[Lines of data]
------------------------------------

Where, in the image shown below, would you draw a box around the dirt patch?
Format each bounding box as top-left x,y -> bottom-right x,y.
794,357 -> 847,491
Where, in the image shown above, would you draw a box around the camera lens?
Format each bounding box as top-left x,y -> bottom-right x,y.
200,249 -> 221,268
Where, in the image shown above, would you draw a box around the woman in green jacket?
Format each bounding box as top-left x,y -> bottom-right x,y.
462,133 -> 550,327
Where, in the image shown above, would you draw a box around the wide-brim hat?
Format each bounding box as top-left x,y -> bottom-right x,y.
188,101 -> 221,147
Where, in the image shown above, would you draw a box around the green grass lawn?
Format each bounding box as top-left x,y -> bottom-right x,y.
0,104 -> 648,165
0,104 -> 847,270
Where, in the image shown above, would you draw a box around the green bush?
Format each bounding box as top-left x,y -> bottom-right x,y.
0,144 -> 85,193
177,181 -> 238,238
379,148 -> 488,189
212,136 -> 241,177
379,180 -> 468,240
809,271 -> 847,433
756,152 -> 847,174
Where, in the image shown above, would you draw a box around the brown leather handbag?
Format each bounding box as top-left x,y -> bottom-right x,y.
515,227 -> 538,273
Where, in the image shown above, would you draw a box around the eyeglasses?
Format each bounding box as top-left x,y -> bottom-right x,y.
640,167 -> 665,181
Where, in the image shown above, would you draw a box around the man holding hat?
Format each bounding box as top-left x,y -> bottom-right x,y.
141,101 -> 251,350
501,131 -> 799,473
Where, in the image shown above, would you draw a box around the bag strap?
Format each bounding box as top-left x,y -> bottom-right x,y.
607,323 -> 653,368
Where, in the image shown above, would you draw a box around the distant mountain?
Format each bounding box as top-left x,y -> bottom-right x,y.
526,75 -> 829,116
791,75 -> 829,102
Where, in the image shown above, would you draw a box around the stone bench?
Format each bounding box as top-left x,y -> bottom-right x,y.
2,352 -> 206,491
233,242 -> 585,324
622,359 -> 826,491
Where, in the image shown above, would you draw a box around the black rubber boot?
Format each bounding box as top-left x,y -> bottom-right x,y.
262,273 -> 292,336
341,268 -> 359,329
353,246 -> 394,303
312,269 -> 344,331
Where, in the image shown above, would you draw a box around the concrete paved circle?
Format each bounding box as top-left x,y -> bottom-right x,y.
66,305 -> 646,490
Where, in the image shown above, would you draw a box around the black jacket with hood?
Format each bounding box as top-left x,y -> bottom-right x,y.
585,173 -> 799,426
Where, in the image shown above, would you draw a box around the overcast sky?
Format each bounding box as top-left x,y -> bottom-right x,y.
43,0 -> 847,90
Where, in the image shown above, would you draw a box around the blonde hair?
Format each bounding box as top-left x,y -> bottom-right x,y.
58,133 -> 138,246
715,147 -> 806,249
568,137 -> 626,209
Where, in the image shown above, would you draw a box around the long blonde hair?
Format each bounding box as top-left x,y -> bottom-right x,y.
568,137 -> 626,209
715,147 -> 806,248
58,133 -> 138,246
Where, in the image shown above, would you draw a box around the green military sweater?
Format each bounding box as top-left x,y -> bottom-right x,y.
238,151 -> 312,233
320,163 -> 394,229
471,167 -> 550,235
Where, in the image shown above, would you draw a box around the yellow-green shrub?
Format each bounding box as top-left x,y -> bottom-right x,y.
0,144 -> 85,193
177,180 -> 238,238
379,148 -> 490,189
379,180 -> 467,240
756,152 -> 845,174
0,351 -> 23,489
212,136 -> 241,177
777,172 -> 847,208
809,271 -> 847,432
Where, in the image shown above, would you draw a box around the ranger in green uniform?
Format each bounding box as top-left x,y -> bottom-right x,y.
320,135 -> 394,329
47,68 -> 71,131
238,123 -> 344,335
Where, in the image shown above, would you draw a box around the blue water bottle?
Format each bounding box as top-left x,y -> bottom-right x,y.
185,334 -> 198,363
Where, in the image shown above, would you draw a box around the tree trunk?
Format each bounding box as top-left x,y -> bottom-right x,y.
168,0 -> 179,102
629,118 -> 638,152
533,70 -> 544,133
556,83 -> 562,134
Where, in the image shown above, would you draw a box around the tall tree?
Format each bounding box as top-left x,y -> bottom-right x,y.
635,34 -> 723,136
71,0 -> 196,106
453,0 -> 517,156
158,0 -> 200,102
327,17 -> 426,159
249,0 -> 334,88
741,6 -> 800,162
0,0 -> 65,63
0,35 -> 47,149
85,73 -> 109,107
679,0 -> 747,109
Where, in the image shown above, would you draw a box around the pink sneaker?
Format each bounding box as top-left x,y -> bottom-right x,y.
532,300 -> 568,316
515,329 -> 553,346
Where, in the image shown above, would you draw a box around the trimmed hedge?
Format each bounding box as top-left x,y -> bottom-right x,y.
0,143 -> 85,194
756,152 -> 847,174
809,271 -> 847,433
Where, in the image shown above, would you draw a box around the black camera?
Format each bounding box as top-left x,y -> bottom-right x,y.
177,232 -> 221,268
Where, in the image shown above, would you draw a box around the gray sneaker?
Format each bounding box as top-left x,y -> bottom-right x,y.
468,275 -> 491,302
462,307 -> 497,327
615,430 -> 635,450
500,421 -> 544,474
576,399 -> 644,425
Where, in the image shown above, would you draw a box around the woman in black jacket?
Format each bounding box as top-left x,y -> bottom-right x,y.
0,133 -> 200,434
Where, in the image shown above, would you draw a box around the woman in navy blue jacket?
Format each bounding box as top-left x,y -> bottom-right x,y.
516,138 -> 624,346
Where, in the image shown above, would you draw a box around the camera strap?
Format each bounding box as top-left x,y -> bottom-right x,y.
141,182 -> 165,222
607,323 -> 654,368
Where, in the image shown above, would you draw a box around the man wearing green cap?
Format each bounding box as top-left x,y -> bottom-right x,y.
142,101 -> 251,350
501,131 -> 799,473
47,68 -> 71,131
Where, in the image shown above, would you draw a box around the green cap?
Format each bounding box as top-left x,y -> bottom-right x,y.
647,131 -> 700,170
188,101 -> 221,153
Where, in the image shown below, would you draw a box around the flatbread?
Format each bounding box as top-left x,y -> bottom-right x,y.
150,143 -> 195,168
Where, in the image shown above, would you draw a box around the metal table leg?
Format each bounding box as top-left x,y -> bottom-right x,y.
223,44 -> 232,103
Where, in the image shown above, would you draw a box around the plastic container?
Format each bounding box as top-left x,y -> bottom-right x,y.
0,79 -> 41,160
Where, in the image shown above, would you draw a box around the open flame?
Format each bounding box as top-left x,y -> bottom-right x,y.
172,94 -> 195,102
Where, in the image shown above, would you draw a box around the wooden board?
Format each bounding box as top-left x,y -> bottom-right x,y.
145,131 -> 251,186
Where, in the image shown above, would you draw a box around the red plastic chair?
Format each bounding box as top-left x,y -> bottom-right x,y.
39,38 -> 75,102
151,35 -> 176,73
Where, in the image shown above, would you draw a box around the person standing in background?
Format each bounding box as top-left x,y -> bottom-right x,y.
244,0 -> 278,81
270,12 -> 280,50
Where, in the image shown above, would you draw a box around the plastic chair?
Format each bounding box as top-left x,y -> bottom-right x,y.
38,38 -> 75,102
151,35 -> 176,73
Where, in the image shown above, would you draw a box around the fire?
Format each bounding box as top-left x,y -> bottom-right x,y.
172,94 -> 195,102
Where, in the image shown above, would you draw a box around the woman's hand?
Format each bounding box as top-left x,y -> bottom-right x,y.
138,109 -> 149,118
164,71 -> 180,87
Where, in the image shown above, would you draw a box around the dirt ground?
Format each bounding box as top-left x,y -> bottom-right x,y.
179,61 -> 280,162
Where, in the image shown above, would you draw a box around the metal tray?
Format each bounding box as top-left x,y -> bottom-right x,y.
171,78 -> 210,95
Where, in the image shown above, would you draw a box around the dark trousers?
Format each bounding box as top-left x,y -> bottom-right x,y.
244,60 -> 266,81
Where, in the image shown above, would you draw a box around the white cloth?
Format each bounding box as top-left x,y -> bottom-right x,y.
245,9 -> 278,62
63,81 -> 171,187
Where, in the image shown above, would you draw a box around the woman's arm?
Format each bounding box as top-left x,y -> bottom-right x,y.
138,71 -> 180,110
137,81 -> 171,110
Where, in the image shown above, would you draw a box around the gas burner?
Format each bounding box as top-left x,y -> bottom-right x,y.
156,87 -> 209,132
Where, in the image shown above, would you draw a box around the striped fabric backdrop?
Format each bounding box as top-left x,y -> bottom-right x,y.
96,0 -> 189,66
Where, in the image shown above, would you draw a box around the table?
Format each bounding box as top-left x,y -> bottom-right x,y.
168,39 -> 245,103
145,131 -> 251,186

------------------------------------

TASK GOAL: Copy the material from its start up to and including the line with "200,249 -> 221,268", adding 132 to each bounding-box coordinate in the answers and leaving the requests and their format lines unchanged.

THE OUTPUT:
Where, in the image shown below, would you draw a box around the dirt patch?
Format each bounding box as top-left x,y -> bottom-right x,y.
926,489 -> 979,623
Where, in the image shown above, would you draw a box around the camera lens?
Format each bounding box as top-left x,y -> bottom-right x,y.
332,381 -> 353,400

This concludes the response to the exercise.